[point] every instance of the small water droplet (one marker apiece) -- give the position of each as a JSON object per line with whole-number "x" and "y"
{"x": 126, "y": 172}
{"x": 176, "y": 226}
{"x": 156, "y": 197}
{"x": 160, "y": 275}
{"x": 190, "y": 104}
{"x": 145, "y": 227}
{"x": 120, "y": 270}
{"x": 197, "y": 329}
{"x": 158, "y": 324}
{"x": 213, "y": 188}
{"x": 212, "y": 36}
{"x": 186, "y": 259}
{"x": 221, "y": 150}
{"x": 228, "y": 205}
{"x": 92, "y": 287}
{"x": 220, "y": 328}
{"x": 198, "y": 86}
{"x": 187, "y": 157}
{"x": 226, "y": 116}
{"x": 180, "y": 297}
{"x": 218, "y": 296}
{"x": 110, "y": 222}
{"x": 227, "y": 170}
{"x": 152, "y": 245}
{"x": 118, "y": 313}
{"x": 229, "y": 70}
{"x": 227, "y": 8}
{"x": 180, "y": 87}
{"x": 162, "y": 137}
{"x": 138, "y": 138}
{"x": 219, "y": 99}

----------------------------------------

- Assignment:
Write the data out again, verbatim.

- Exercise response:
[point] every instance of the small water droplet (one marker apiece) -- give the position of each as a JSON object per line with whole-number "x" and "y"
{"x": 126, "y": 172}
{"x": 176, "y": 226}
{"x": 156, "y": 197}
{"x": 160, "y": 275}
{"x": 190, "y": 104}
{"x": 145, "y": 227}
{"x": 120, "y": 270}
{"x": 197, "y": 329}
{"x": 158, "y": 324}
{"x": 213, "y": 188}
{"x": 212, "y": 36}
{"x": 186, "y": 259}
{"x": 221, "y": 150}
{"x": 228, "y": 205}
{"x": 92, "y": 287}
{"x": 220, "y": 328}
{"x": 198, "y": 86}
{"x": 187, "y": 157}
{"x": 226, "y": 116}
{"x": 180, "y": 297}
{"x": 218, "y": 296}
{"x": 110, "y": 222}
{"x": 227, "y": 170}
{"x": 152, "y": 245}
{"x": 118, "y": 313}
{"x": 229, "y": 70}
{"x": 227, "y": 8}
{"x": 180, "y": 87}
{"x": 162, "y": 137}
{"x": 138, "y": 138}
{"x": 219, "y": 99}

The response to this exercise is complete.